— start Page excerpt —

Re: weights/springs, pull/push, rocking/rolling

Post by Javier »

Hello Alain,
Just a quick return on a couple of things:
Later, the pulleys seem to have determined the necessity for a bed.
As you can see the bed came 1st, the pulleys later.
The bed becomes quickly a necessity since most clients can't go that low for a while and as a means to 'tracking' the carriage, that is, keeping it translation/travel on a straight path.
It seems that the legs can't fully extend when pressing the footbar.
Yes you can since the carriage can travel more than the frame (the whole head piece "flies" over the end.
With springs, there’s more dynamism.
Yes, totally. And very important for many clients: it introduces some gravity (the very reason NASA was interested in the Reformer and came up with the jumping board) In fact that is probably why the original had so many springs.
The springs build the clients and, like the splits, it allows them to stretch while supporting them. Unlike Yoga, most dance (unless you do Pas de Deux often) and even those who just do the Pilates mat, the added tensions in Pilates help the client face daily like, which involves carrying, pulling, pushing, turning other things from the shopping to moving heavy furniture... Very useful indeed.

— end Page excerpt —
— start Dataset rows —

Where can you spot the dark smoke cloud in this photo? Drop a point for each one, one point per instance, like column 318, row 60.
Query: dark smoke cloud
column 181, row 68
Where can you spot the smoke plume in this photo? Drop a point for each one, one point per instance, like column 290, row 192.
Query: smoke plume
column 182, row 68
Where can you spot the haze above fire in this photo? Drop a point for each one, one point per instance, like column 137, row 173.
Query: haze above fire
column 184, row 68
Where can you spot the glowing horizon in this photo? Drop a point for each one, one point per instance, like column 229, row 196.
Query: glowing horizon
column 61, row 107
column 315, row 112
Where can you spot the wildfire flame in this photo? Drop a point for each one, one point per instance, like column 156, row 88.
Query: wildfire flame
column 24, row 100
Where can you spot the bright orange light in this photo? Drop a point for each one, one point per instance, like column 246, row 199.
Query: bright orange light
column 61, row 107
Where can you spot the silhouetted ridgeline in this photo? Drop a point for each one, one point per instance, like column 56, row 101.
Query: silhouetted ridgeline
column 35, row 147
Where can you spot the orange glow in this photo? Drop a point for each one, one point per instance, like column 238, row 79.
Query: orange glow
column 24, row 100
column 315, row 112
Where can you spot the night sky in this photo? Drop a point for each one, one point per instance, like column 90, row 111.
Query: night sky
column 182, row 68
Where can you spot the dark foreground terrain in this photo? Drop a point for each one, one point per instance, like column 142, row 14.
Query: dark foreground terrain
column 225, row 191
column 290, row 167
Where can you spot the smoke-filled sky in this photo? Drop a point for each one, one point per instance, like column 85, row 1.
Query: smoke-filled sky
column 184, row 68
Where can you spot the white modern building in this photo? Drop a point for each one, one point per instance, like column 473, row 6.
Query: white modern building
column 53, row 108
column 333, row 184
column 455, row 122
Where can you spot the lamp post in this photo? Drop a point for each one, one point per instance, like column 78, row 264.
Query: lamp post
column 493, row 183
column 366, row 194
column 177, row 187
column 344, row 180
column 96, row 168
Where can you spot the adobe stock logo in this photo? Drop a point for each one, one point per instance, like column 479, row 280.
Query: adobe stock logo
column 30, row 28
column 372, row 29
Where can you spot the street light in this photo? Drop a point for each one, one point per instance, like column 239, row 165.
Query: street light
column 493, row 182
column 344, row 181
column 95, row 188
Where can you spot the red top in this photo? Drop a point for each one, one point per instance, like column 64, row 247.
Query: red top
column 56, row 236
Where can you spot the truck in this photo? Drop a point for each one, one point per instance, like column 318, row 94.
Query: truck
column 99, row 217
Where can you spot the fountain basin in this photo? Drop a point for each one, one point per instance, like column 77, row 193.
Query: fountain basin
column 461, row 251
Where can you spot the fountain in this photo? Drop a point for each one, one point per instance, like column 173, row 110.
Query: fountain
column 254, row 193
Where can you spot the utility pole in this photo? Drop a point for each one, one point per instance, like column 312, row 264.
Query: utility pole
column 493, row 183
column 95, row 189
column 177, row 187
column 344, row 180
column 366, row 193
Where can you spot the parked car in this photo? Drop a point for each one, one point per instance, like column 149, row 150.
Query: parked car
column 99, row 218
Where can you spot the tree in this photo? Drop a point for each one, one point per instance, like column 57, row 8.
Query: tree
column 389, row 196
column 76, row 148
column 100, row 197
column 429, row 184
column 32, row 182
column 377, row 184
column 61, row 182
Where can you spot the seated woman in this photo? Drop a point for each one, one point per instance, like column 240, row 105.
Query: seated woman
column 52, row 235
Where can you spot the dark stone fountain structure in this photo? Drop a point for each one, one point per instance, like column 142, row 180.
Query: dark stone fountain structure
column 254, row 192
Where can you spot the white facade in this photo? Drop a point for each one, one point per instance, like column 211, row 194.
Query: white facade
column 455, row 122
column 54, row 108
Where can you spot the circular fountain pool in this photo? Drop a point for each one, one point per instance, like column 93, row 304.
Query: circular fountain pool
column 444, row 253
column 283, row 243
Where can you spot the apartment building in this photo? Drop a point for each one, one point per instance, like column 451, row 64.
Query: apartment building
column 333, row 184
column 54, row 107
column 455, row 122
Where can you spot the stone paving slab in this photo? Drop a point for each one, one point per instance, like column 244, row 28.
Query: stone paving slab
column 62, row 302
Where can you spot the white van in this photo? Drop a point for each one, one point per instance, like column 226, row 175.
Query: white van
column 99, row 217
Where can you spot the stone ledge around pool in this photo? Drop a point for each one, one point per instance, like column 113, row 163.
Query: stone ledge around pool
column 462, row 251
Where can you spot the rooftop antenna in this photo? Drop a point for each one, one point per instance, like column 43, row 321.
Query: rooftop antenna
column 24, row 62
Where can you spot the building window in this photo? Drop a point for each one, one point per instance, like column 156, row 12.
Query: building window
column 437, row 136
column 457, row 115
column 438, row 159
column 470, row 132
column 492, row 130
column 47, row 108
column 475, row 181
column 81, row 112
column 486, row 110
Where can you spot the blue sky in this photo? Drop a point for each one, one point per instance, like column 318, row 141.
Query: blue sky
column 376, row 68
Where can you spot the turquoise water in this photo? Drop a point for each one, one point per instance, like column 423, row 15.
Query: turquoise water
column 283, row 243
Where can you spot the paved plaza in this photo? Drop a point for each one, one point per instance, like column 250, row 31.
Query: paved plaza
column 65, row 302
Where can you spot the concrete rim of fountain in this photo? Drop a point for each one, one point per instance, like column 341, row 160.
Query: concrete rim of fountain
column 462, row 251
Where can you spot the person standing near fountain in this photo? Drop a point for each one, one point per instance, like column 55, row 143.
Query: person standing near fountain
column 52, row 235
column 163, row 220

— end Dataset rows —

• **Complete the following**
1. Please transcribe the reformer post, everything from "Yes, totally. And" down to "so many springs.".
2. Pick up the reformer post after its last sentence and carry it forward.

• **Answers below**
1.
Yes, totally. And very important for many clients: it introduces some gravity (the very reason NASA was interested in the Reformer and came up with the jumping board) In fact that is probably why the original had so many springs.

2.
Learning different methods is like languages. You can translate but it is better to speak each alone while using it. They will all make some concepts very clear within themselves. Trying to understand them and define them using another language, or comparing it to it, is bound to fail in some levels. We must have the patience to learn enough of a language to know when to use something because we understand the meaning, the application and we know the result that what we say is going to have on the listener. It is very hard, for example, to define in Spanish what "enjoy" is and when do you use it. If you spend enough time in a English-speaking country you will eventually learn when and why. It is not hard at all, but it requires time and enough repetitions of enough situations to 'get' it.

Greetings,
Javier

AlainG
Posts: 18
Joined: Sat Jan 16, 2021 10:47 pm

Re: weights/springs, pull/push, rocking/rolling

Post by AlainG »

Thanks for the precision of all of your answers, Javier.
I appreciate very much!
So many interesting details.
As for example the NASA interest in the reformer, or the smaller footprint of the initial bed´s reformer still allowing full leg extension...
What it appears to be and what it is, not the same.
I stand corrected.

I can realize (only somewhat!) thanks to the accurate information on your site and forum that I don´t practice Pilates method.
As an autodidact, I already knew.
But since reading this site and forum, your work, I can better measure, in negative, that my practice is certainly neither "original", nor "classical" Pilates. Even if I regularly exercise on "Pilates machines/apparatuses".
As so, still recognizing there is a deeper knowledge out there.
That´s why I come to read what you share here!
Knowledge and experience.

As you´ve said, how could someone appreciate what he ignores.
I can´t but stand from my background, as it is, and as it goes.
And even more because choosing to be an autodidact.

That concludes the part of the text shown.